━━━━━ RECORDS TO PROCESS

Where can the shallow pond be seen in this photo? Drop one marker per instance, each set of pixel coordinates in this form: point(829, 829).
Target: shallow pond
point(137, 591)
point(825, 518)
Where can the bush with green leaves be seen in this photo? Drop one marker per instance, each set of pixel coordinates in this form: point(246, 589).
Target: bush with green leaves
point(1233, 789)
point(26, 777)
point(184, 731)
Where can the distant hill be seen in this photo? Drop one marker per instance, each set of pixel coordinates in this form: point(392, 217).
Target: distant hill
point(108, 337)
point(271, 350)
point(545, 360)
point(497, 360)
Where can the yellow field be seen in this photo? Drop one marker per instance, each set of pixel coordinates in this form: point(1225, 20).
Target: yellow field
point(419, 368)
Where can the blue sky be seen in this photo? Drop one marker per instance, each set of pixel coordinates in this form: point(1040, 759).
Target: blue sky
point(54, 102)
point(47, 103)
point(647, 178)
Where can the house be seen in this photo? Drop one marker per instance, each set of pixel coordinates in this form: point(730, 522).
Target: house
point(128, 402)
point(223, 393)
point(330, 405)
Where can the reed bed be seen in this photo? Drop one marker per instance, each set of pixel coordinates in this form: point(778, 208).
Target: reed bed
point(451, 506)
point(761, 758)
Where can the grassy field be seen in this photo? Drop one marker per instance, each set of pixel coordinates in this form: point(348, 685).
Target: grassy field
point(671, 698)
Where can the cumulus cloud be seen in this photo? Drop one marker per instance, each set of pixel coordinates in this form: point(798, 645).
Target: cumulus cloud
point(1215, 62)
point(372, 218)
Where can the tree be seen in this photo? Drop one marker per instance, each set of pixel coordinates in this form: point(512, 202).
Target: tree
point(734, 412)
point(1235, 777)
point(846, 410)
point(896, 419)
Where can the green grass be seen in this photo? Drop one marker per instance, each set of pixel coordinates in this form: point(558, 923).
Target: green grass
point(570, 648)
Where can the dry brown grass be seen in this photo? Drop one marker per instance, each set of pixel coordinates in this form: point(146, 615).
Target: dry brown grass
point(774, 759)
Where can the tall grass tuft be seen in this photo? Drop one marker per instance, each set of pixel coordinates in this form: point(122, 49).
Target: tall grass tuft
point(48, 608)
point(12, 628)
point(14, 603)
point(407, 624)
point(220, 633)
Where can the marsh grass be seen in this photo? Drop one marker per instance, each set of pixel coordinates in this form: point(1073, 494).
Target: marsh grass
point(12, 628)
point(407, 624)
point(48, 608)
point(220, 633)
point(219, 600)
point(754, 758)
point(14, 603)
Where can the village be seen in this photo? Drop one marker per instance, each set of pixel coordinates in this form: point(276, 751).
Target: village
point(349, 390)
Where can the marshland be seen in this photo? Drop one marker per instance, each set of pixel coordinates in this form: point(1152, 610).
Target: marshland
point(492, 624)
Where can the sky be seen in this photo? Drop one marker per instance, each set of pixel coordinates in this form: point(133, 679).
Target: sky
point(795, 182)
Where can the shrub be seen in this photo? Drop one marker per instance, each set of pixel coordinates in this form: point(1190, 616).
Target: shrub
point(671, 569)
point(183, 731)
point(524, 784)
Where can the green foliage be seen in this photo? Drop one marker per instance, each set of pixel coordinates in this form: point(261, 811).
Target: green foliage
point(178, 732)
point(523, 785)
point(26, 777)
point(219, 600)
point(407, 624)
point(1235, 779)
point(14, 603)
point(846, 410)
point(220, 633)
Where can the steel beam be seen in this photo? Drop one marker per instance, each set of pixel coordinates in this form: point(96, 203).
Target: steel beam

━━━━━━━━━━

EXERCISE OBJECTIVE
Across all of the material above, how many lines contain the word "steel"? Only the number should be given.

SOLUTION FOR THIS EXERCISE
2